## READING PASSAGE
For example, ‘On Facebook the other day I came across this quote “Spiritual Saying — Person Who Said It First” and it really resonated with me.
Boom. Citation. Quotation marks. Source where the quote was found. The person who said it first. Zero plagiarism.
So, I was a little annoyed, but not everyone is an English Major. I was ready to let it slide.
Until I came to the next green line marked 2% and clicked on it. The highlighted section popped up and caught my eye. It was 2 sentences ( 2% of 1000 words — not the document in its entirety)
I have the screenshots, but I’m going to paraphrase the highlighted section or quote it to the best of my memory, because I simply cannot, at the moment look one more time at that highlighted section.
Next, I was sexually abused by my nephew. And nobody believed me, not even my parents.
Bam! that was the trigger. So, not only was this 1000 words of a document popping 10% plagiarized (still a low number, I know, but I was already triggered) but it was about incest. And why? To earn $10.00?

## ENTRIES PROVIDED
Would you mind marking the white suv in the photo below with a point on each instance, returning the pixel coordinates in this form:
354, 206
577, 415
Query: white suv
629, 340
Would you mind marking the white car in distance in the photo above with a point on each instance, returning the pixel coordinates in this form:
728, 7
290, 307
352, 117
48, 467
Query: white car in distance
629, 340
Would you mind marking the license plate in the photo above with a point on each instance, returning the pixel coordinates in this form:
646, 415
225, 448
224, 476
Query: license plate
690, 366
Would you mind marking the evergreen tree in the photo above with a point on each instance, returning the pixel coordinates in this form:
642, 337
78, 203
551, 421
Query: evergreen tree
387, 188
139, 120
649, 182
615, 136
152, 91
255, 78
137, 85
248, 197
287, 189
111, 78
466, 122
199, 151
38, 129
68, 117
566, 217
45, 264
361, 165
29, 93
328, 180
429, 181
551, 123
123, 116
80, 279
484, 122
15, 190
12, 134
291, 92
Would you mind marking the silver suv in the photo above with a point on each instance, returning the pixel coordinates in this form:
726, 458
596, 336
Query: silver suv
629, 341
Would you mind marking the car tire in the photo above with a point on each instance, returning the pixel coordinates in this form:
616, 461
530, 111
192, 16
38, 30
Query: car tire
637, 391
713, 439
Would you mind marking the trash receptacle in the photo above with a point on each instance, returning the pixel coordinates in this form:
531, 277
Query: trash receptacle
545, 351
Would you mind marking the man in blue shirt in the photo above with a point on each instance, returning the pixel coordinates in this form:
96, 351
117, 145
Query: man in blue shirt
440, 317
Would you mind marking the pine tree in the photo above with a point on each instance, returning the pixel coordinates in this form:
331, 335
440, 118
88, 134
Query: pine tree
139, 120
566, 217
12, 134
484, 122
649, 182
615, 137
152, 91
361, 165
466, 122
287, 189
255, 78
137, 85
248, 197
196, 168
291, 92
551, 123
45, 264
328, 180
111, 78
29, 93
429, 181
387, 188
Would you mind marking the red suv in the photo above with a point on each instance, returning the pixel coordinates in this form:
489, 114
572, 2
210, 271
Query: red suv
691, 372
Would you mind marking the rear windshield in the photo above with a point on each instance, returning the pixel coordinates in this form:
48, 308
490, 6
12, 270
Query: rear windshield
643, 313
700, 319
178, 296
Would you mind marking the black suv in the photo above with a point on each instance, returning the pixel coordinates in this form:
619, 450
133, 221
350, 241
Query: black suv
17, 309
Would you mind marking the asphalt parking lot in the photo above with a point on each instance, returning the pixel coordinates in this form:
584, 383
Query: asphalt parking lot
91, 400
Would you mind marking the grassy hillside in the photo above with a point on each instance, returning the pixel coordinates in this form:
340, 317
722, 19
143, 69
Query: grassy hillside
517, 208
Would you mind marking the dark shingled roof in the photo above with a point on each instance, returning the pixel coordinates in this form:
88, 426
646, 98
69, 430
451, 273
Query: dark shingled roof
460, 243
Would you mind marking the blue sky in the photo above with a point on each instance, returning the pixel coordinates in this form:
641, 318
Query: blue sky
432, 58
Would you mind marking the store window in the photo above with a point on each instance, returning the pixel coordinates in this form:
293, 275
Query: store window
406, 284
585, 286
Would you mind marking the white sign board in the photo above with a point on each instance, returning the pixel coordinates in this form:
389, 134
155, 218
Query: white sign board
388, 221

## WORK TO COMPLETE
Change "annoyed" to "irritated" in the plagiarism account between "For example, ‘On" and "that highlighted section.", inclusive, and give that part again.

## SOLUTION
For example, ‘On Facebook the other day I came across this quote “Spiritual Saying — Person Who Said It First” and it really resonated with me.
Boom. Citation. Quotation marks. Source where the quote was found. The person who said it first. Zero plagiarism.
So, I was a little irritated, but not everyone is an English Major. I was ready to let it slide.
Until I came to the next green line marked 2% and clicked on it. The highlighted section popped up and caught my eye. It was 2 sentences ( 2% of 1000 words — not the document in its entirety)
I have the screenshots, but I’m going to paraphrase the highlighted section or quote it to the best of my memory, because I simply cannot, at the moment look one more time at that highlighted section.